Your objective:
Recast the lines of the material below as a numbered list, from the line with "wristband, newline-separated, in" to the line with "column 991, row 448", both included, leaving out any blank lines.

Exercise input:
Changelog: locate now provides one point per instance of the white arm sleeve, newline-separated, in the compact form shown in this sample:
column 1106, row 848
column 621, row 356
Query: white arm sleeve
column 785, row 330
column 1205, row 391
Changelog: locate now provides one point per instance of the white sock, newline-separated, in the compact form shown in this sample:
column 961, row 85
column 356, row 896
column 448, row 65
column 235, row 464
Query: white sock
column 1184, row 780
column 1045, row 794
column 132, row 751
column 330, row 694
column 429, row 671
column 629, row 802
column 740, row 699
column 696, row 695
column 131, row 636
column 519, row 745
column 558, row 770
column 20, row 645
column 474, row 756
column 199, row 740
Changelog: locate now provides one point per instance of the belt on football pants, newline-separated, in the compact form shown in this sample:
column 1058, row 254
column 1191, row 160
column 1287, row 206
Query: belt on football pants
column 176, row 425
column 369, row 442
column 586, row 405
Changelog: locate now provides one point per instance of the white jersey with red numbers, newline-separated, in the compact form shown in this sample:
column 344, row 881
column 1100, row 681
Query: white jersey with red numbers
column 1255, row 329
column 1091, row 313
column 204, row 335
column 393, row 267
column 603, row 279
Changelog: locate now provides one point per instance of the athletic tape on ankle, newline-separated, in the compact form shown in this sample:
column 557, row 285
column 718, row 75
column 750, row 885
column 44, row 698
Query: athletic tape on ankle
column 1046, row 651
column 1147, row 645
* * *
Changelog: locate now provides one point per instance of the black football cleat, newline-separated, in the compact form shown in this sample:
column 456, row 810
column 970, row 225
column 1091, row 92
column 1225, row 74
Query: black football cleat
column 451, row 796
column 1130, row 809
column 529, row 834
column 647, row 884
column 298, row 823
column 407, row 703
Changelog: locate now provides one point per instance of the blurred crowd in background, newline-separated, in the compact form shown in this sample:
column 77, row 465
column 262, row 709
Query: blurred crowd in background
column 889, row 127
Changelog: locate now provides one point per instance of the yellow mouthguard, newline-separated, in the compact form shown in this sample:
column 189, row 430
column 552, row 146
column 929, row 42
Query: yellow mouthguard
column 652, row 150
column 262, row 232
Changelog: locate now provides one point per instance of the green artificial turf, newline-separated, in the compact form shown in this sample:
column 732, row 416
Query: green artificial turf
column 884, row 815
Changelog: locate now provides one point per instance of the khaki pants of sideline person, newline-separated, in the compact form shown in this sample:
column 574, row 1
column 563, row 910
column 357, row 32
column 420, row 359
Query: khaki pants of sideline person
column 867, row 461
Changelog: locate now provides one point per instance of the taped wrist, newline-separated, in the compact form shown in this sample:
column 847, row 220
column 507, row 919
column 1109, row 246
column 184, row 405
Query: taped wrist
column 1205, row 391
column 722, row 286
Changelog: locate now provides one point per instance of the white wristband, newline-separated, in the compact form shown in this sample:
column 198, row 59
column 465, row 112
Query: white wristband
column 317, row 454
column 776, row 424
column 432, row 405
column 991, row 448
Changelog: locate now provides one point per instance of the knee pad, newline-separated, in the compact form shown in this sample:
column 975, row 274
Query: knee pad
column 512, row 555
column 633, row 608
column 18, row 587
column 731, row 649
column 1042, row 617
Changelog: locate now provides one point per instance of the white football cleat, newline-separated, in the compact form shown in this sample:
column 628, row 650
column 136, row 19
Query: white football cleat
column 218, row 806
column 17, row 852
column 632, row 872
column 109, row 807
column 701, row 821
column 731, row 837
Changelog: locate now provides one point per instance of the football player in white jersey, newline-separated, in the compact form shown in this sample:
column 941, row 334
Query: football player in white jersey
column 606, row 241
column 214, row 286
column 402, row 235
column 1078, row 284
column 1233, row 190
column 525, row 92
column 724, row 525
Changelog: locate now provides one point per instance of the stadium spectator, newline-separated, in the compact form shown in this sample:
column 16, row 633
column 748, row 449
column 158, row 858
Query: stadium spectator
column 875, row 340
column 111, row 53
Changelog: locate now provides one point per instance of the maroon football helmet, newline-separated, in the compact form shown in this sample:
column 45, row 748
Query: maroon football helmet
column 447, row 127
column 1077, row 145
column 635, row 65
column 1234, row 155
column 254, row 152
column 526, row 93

Final result:
1. Changelog: locate now provides one point per instance of the white wristband, newline-separated, in the compact form shown in this sample:
2. column 198, row 59
3. column 465, row 112
4. Query: white wristband
5. column 317, row 454
6. column 776, row 424
7. column 432, row 405
8. column 991, row 448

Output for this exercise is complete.